Available reactive options diminish once a disruption begins. The investments made for preparation reap continued benefits within the readiness and adaptability strategies. Most of the tactics in the adaptability approach rely on tactics planned in the preparation phase. Adaptive life sciences companies take precautions early and re-evaluate often.
The Pandemic Is Not the Only reason to Invest in Resiliency
If your company is on the cutting edge of pharmaceutical or therapeutic technology, you will likely need a resiliency plan outside of any global crises. Rare and emerging therapies utilize supply chains that have yet to scale to meet the emerging need.
Even before the pandemic, some cell & gene therapy companies, with emerging technologies and challenging supply chains, started to use resilience techniques to prevent interruptions. Cell therapy companies started sourcing multiple viral vector sources for both research and therapeutic production.
Biologics companies started stockpiling pipettes, recognizing that inadequate supplies of low-cost items could impair production of high margin drug products.

****

Continue the passage on supply chain resilience for life sciences companies, starting after its final sentence. None of the items that come next are needed for this work.

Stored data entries
****

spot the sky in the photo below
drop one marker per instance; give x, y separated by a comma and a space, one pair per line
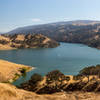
19, 13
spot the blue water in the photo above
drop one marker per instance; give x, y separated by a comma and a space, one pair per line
68, 58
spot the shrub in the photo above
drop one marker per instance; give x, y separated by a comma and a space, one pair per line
35, 78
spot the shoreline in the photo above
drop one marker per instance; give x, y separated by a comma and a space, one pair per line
10, 72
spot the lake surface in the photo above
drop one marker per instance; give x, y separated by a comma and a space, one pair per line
68, 58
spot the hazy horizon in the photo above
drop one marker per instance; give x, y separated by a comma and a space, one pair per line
19, 13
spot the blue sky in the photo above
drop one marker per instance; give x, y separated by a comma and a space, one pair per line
18, 13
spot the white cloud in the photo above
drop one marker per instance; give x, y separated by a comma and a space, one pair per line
36, 20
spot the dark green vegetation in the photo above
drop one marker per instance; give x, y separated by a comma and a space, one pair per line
85, 32
56, 81
27, 41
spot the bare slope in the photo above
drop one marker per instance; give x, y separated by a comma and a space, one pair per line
9, 92
10, 71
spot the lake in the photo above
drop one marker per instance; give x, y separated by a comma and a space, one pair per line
69, 58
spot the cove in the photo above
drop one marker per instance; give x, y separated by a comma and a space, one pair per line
69, 58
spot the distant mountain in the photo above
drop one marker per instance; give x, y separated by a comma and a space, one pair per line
52, 26
80, 31
26, 41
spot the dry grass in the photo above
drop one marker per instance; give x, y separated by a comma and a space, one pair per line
9, 69
9, 92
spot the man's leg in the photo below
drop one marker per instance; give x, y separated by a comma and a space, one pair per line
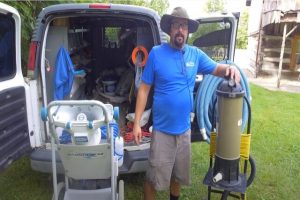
174, 190
149, 191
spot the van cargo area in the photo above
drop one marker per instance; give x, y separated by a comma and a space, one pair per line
100, 47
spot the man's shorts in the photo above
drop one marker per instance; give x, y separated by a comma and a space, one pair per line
170, 158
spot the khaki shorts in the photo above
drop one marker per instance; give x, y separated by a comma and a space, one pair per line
170, 158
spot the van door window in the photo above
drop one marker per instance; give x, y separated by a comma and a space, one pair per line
7, 43
214, 39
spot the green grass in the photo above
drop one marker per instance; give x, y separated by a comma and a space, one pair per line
275, 146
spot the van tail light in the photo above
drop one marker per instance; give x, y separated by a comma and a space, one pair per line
99, 6
32, 56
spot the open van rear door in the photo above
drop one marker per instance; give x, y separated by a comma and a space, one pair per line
14, 129
216, 36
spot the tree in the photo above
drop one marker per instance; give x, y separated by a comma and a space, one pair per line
210, 7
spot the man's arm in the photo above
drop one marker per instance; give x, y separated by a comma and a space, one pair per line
223, 70
139, 109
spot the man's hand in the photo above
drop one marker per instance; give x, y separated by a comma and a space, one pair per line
233, 73
137, 132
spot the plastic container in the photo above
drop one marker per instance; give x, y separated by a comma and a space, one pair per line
119, 150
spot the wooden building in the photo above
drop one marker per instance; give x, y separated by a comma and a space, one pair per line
274, 37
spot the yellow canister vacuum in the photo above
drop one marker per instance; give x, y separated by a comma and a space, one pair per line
229, 149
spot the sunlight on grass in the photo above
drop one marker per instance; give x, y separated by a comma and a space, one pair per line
274, 146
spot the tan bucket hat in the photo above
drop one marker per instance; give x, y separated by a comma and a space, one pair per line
180, 13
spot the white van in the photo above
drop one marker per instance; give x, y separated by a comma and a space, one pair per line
99, 39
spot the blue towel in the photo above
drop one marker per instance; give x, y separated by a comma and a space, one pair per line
63, 75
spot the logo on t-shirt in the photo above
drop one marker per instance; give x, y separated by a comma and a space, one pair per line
190, 64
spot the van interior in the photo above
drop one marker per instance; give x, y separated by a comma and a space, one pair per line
100, 49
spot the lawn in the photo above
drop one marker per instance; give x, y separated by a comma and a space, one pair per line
275, 146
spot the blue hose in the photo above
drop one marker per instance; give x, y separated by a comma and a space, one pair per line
115, 130
65, 137
206, 96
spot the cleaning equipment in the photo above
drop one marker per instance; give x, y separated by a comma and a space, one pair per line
139, 57
228, 144
206, 97
86, 158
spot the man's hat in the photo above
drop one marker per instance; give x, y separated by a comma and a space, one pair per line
179, 13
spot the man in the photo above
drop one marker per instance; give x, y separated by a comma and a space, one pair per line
171, 69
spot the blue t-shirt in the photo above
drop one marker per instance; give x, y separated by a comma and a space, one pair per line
172, 72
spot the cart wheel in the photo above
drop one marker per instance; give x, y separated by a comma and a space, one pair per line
121, 190
61, 191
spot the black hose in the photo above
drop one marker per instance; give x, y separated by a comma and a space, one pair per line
250, 179
253, 171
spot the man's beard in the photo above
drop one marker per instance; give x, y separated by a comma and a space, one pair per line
180, 43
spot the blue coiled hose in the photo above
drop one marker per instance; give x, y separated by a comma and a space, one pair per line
206, 96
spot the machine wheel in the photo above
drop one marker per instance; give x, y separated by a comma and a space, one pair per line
121, 190
60, 190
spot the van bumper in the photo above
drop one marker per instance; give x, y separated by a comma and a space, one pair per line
134, 161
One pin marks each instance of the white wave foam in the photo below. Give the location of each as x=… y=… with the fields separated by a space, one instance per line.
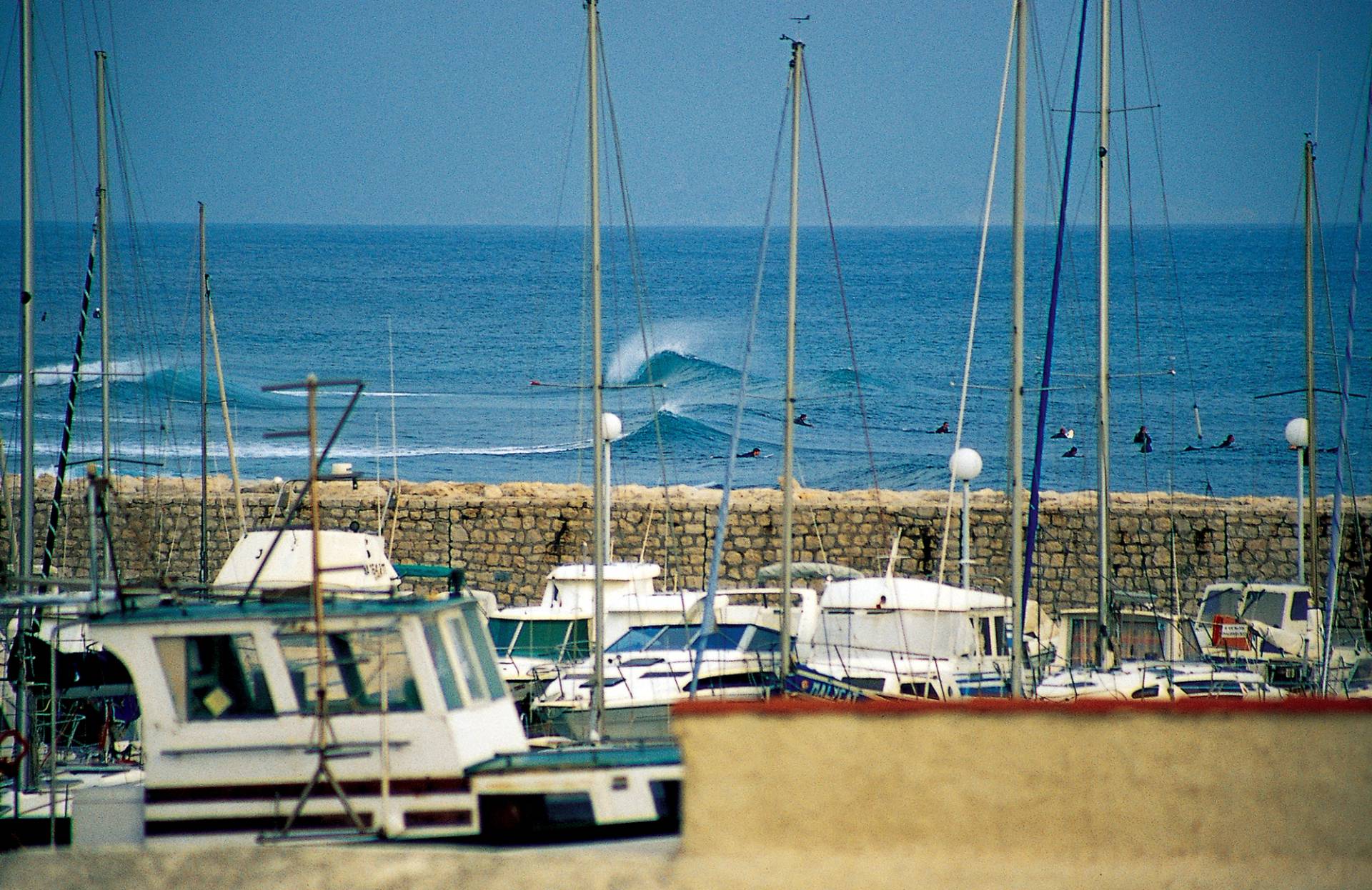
x=61 y=374
x=272 y=451
x=682 y=336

****

# Response to this exercise
Medical device & diagnostics companies developed supplier relationships that encouraged multiple suppliers to flexibly produce product components that were not part of their normal product mix for their customers. All of these strategies helped these life sciences companies weather business-as-usual and global supply shocks with less disruption to their operations.
Balancing a Sustainable Resiliency Plan
Developing a resilience strategy requires making tradeoffs. Too often, supply chain leaders consider resilience planning as a nice to-have - until disaster strikes. It’s imperative to be deliberate about resiliency, which means creating capabilities in priority areas and understanding which areas to invest. It can be helpful to think of each resilience capability alone and as a combined effort, with some options reinforcing two or three resilience capabilities. Resilience options with overlapping benefits are where supply chain leaders should prioritize investments to maximize return.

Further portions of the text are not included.